=== Task requirements ===
In the essay on changes in medical education, what replaced the hours spent on cadaveric dissections before the author graduated from medical school?

=== Exercise text ===
▬▬▬▬▬▬

To lighten the mood, when patients ask me where I went to medical school, I sometimes joke that I got my medical degree online. This usually invites laughter because it is preposterous that medicine could be taught virtually. After all, medicine is a noble professional with time-honored traditions of passing down experiential information and hands-on training provided to students who need years of face time with patients before being able to practice independently. So as I currently work to help build a new allopathic medical school and in the process become more familiar with modern medical education, it seems that medical education has significantly changed and is not how I recognized it a decade ago. In fact, the possibility of a nearly online undergraduate medical school seems alarmingly possible.
When imagining medical school, one might think of rites of passage, such as enduring lengthy professor-driven lectures in cavernous lecture halls, spending hours dissecting cadavers, peering into microscopes looking at histology sections or reviewing lecture notes and reading review books in the wee hours of the night in the dark confines of a library.
Today, these elements of medical education have become nearly obsolete, and the mere mention of the word “lecture” is somewhat faux pas. Cadaveric dissection is being done either with virtual reality or well-preserved, previously dissected specimens, microscopes can be replaced with virtual ones that mimic the manipulation of an actual microscope and have the added ability to augment images with teaching points, and lectures are being replaced with group learning and self-teaching tools. Students are no longer being bottlenecked into a one-size-fits-all, take-it-or-leave-it approach to learning.
Lecture halls are now being replaced by small group sessions including problem-based and case-based series to help foster team dynamics that mimic interprofessional approaches in real-world medical practice. If you are currently in medical school, it is very likely that the medical school your professors or even your residents experienced was vastly different in its approach to teaching. Perhaps medical educators, with our varied approaches to teaching and different settings in which we teach, need to adapt to modern learners, however abhorrent it may seem to change seemingly adequate techniques. This is not to say that there aren’t fantastic teachers out there, but rather that students appreciate it when we make an effort to diversify our approaches to instilling in them medical information we feel is critical and often complex for them to understand.
Before I graduated medical school, I began to notice that no one was buying books anymore since they could be viewed (and shared) on a computer, and so the campus medical bookstore was on the verge of closing. Subsequent students were no longer required to rent and lug microscopes to the classrooms to view histology slides as the slides could be easily viewed online. Finally, the process of spending hours on cadaveric dissections was replaced with prosections.
Nowadays similar tools that support social media interactions and exploit online media tools can be used to foster modern learning in medical school. Virtual office hours, message boards to discuss complicated subjects, or videotaped lectures can all be compiled into a single platform to support learning. There are multiple commercial and publicly available resources online that medical students already use to study, and in many instances may be better than the lectures for which they are paying tuition to attend at their home institutions. Producing better physicians requires better teaching and fostering supportive learning approaches that are tailored to highly intelligent students who learn in dynamic ways.
Despite the grueling process of medical school, I do look back at it fondly knowing I accomplished those tasks that many do not have the privilege or stamina to have achieved. And yet I am beginning to realize that I cannot teach current trainees the same way I was trained as a student no matter how much pride I have in my experience. That being said, everyone in medicine will likely have to adapt to the changing tide of medical education, in many instances for the better. One would hope that the future of medical education never takes place entirely in the virtual setting and that schools offering online medical degrees never become a reality.

▬▬▬▬▬▬

Stored dataset items:
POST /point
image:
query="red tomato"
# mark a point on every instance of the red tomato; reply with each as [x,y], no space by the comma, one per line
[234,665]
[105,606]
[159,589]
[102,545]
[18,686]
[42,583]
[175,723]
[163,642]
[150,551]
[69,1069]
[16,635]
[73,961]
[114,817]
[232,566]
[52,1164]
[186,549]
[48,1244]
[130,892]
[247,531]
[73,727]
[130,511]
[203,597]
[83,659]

▬▬▬▬▬▬

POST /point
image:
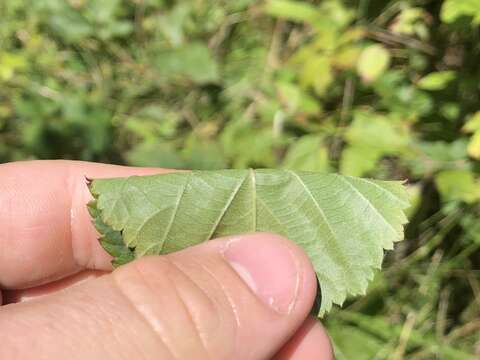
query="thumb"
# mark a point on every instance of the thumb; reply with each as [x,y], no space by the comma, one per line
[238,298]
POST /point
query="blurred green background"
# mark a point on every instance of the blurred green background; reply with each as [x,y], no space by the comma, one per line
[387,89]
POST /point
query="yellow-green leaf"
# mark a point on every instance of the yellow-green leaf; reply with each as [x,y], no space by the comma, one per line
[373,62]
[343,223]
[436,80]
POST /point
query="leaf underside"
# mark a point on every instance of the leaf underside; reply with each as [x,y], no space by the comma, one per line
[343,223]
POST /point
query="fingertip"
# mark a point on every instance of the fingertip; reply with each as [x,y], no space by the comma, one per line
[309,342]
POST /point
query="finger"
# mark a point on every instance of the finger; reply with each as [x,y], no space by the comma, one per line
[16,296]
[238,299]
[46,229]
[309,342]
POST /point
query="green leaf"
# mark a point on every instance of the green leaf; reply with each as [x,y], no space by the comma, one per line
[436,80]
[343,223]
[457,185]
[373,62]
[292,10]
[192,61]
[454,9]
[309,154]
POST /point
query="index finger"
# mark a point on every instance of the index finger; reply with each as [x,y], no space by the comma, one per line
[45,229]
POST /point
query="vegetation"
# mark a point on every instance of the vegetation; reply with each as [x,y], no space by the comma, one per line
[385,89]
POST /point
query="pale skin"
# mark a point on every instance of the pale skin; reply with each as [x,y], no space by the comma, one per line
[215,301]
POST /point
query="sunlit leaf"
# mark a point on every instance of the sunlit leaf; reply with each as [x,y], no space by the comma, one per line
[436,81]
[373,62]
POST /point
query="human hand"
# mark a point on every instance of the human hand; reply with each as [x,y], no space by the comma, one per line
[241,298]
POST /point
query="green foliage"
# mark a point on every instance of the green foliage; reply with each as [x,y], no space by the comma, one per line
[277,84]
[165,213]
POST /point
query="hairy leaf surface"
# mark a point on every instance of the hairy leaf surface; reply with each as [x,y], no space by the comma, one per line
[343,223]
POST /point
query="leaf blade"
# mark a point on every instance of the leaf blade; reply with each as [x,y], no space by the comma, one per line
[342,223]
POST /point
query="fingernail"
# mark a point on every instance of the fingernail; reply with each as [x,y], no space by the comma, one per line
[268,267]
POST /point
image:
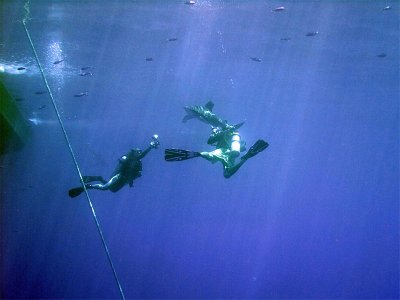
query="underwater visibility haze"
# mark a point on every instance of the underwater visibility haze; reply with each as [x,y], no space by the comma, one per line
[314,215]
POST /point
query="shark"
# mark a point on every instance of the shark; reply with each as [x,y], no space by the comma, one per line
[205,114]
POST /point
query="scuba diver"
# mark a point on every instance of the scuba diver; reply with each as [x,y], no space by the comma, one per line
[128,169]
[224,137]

▬▬▬▬▬▬

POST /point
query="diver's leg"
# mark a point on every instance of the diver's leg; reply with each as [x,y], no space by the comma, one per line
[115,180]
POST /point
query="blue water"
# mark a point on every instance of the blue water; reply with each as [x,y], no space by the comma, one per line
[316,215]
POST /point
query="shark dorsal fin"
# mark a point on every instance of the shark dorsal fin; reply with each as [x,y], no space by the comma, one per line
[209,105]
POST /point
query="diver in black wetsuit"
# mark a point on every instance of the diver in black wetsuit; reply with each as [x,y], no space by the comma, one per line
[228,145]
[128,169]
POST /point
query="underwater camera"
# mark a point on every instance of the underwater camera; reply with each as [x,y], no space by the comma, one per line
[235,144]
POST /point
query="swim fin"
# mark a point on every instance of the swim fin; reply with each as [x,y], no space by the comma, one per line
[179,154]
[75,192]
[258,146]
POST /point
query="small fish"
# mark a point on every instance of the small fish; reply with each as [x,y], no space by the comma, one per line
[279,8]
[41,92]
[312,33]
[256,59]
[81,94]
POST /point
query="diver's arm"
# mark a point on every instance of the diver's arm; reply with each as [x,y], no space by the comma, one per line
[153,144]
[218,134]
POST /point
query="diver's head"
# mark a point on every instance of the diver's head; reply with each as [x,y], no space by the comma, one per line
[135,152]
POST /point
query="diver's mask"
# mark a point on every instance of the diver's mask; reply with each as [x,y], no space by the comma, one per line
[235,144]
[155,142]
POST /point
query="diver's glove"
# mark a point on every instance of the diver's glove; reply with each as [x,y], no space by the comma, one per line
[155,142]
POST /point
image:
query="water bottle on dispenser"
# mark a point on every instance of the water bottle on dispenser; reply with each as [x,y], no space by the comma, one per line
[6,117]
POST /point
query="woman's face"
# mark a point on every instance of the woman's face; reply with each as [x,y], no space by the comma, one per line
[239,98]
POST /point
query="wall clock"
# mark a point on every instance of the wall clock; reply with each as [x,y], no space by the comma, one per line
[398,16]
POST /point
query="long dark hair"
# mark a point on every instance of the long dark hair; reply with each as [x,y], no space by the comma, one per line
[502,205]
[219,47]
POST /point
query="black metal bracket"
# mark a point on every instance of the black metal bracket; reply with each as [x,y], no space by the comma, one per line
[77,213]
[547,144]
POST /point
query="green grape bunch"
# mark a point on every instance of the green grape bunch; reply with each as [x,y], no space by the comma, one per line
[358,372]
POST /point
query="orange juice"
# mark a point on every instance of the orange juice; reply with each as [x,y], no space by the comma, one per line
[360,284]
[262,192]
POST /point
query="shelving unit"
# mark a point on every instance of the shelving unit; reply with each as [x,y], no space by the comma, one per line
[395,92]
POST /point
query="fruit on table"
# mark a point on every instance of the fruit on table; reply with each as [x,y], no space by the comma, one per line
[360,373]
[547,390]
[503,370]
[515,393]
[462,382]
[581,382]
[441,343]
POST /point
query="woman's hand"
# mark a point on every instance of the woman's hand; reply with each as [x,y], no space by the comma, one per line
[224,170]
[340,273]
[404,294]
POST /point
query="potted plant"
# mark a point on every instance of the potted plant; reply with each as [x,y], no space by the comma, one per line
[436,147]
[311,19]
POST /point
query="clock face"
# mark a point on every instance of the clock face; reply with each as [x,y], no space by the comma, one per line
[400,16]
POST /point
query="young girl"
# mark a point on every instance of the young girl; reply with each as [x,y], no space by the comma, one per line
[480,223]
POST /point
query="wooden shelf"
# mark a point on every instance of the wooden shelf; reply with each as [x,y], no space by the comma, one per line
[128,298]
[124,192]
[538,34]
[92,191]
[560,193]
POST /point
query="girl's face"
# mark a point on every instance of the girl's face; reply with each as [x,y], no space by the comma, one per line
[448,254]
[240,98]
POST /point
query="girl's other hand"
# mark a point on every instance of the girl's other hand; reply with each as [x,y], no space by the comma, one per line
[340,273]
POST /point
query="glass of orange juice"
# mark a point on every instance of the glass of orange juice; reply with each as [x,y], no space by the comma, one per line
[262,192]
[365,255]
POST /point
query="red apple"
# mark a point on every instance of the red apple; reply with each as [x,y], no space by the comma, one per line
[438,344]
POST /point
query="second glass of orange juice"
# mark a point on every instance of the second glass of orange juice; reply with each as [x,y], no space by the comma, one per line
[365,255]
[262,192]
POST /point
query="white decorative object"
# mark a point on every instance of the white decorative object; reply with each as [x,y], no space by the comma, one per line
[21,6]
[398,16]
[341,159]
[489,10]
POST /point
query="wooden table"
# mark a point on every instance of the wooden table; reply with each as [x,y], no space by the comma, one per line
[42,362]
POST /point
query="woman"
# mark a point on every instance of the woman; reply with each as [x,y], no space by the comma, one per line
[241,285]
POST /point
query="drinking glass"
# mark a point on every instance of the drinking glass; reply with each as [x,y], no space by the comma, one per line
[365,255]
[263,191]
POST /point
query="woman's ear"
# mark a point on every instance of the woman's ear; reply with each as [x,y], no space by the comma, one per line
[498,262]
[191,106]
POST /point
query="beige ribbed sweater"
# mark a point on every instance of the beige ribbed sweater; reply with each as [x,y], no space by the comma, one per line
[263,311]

▬▬▬▬▬▬

=== Answer to the exercise ===
Prosections replaced them.